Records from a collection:
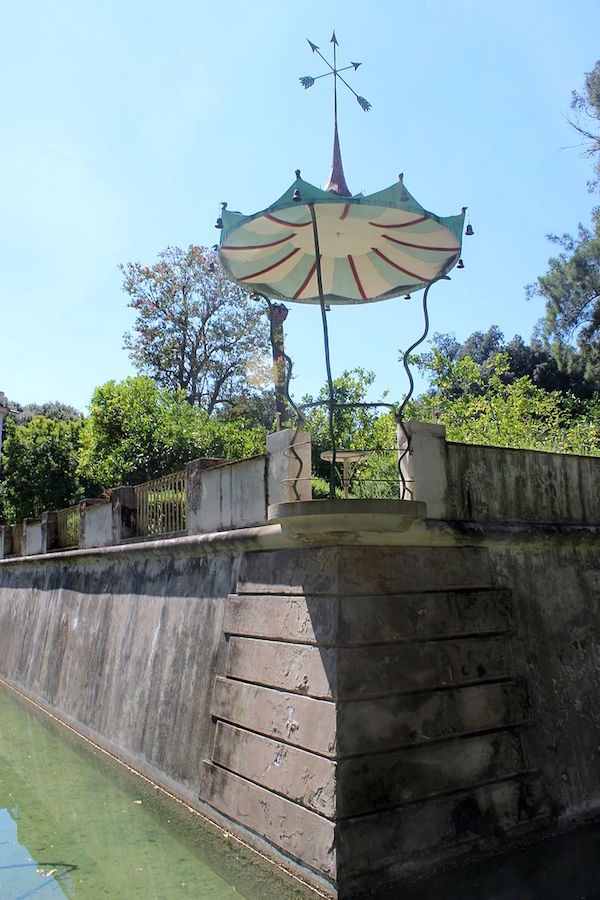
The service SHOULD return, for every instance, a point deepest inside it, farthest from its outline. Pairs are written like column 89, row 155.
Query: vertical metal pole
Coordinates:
column 331, row 403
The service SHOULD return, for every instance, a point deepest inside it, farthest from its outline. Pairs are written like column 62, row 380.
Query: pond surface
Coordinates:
column 74, row 823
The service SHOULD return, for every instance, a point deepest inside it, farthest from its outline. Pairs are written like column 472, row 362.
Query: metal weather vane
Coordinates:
column 337, row 181
column 330, row 247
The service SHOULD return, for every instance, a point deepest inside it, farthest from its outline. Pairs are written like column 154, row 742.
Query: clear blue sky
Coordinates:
column 124, row 124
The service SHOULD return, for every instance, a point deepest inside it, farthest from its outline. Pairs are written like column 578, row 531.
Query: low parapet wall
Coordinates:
column 499, row 484
column 368, row 702
column 219, row 495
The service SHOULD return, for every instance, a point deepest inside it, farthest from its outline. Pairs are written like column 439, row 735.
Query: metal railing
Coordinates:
column 160, row 505
column 67, row 527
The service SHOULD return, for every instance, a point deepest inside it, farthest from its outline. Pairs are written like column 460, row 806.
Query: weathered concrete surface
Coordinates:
column 499, row 484
column 289, row 468
column 228, row 496
column 310, row 780
column 377, row 710
column 96, row 525
column 32, row 537
column 392, row 672
column 125, row 648
column 556, row 588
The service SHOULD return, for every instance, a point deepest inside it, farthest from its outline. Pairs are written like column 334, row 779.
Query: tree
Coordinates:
column 40, row 467
column 137, row 431
column 61, row 412
column 571, row 289
column 518, row 413
column 571, row 285
column 355, row 428
column 195, row 330
column 587, row 122
column 551, row 367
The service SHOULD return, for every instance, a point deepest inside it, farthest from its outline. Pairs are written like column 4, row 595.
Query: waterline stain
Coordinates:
column 75, row 823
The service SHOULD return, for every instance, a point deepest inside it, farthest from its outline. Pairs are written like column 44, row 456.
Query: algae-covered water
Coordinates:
column 74, row 823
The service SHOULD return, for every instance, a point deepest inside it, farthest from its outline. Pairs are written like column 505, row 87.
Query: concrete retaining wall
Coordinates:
column 124, row 647
column 499, row 484
column 370, row 703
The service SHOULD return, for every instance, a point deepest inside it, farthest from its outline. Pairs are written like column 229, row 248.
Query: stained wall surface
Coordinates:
column 124, row 646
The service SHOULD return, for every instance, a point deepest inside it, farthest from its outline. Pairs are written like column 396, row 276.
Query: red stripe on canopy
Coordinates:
column 288, row 224
column 262, row 246
column 421, row 246
column 269, row 268
column 306, row 280
column 356, row 278
column 402, row 224
column 396, row 266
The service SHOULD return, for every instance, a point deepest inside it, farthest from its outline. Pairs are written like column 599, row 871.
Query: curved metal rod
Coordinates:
column 401, row 456
column 331, row 404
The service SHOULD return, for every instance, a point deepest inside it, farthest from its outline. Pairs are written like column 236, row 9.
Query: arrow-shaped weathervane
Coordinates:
column 308, row 80
column 337, row 182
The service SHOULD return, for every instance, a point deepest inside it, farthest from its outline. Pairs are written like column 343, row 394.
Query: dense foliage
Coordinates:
column 135, row 431
column 196, row 330
column 39, row 467
column 571, row 285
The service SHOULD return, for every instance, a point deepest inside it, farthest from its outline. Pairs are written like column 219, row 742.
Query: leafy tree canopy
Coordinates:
column 480, row 408
column 195, row 330
column 356, row 428
column 40, row 467
column 138, row 430
column 571, row 284
column 550, row 367
column 586, row 105
column 61, row 412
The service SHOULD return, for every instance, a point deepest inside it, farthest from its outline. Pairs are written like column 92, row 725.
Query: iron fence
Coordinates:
column 67, row 527
column 160, row 505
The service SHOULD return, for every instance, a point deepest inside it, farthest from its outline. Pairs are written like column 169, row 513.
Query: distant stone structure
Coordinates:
column 4, row 411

* _PROBLEM_: Your copy of the records must be exact and must contain no pictures.

* _RESPONSE_:
The service SHOULD return, for every instance, a point deepest inside it, farthest from its outline. Pairs are written like column 89, row 155.
Query: vertical metal pole
Coordinates:
column 331, row 403
The service SHOULD return, for every instance, a point deepest inside it, farthest from its outline. Pairs are written like column 62, row 380.
Query: pond surface
Coordinates:
column 74, row 823
The service SHOULD return, for every instance, a point deepest inside it, farthest from its outline. Pairs are written like column 472, row 362.
Query: metal weather vane
Coordinates:
column 337, row 181
column 330, row 247
The service SHOULD return, for every instance, a point deepest inside it, farthest from its outline. Pairs are written like column 154, row 742.
Query: clear blue sky
Coordinates:
column 124, row 124
The service SHOULD return, for every instance, a point deepest inside it, farthest from its outline. Pairs are written like column 578, row 531.
Query: low parapet wall
Coordinates:
column 499, row 484
column 368, row 702
column 219, row 495
The service SHOULD return, for every instance, a point deepest inside it, farthest from its outline. Pairs are written like column 439, row 735.
Query: metal railing
Coordinates:
column 160, row 505
column 67, row 527
The service SHOULD return, for every instance, a point deepest inside it, farthest from its outline. Pairs are written like column 460, row 806.
Query: weathered concrete surface
Coordinates:
column 499, row 484
column 289, row 468
column 228, row 496
column 310, row 780
column 377, row 710
column 96, row 525
column 32, row 537
column 392, row 672
column 125, row 648
column 556, row 588
The service SHOULD return, for every instance, a point deepest inside it, farthest from its outline. Pairs are written like column 334, row 779.
Query: tree
Coordinates:
column 40, row 467
column 137, row 431
column 61, row 412
column 571, row 289
column 518, row 413
column 571, row 285
column 355, row 428
column 195, row 330
column 587, row 122
column 551, row 367
The service SHOULD return, for every instance, a point deepest inside it, farthest from its outline. Pairs are written like column 4, row 595.
Query: waterline stain
Coordinates:
column 75, row 823
The service SHOULD return, for every instance, a point deepest inside it, farthest from its outline. Pairs are written like column 44, row 456.
Query: algae-covered water
Coordinates:
column 74, row 823
The service SHOULD return, for every instance, a point deepest inside it, farthest from its outline. Pairs are written like column 505, row 87.
Query: concrete retaining wall
Coordinates:
column 124, row 647
column 499, row 484
column 370, row 703
The service SHOULD return, for every instance, a point deepest inside it, farthest from its outline. Pairs are written like column 229, row 248.
Query: stained wall surface
Coordinates:
column 124, row 646
The service SHOULD return, for every instance, a point deepest inside it, farthest from its outline. Pairs are written like column 396, row 276.
Query: red stripe on canopy
Coordinates:
column 288, row 224
column 262, row 246
column 421, row 246
column 269, row 268
column 306, row 280
column 356, row 278
column 402, row 224
column 396, row 266
The service SHOULD return, for every instance, a point deepest inside it, farthest from its outline. Pairs are written like column 599, row 871.
Query: curved metal rod
Coordinates:
column 401, row 456
column 331, row 404
The service SHOULD return, for every instance, a point deepest inside it, farthest from its outline. Pairs are written like column 236, row 9.
Query: arrow-shaped weathervane
Coordinates:
column 308, row 80
column 337, row 182
The service SHOULD return, for every instance, a point deepest inside it, farthest from its outline. Pairs are written like column 343, row 394.
Query: dense foliage
Coordinates:
column 135, row 431
column 196, row 330
column 39, row 467
column 571, row 285
The service SHOULD return, for every instance, a point deepest inside it, farthest from its outline. Pairs are written like column 219, row 742.
Query: leafy tree canopy
Coordinates:
column 480, row 408
column 195, row 330
column 356, row 428
column 40, row 467
column 138, row 430
column 571, row 284
column 550, row 367
column 586, row 105
column 61, row 412
The service SHOULD return, for every instance, a point deepest inside it, farthest from its outline. Pairs are written like column 92, row 725.
Query: iron fence
Coordinates:
column 67, row 527
column 160, row 505
The service SHOULD return, for every instance, a point deepest inside it, farthest from its outline. Pairs are written like column 169, row 513.
Query: distant stone structure
Coordinates:
column 4, row 411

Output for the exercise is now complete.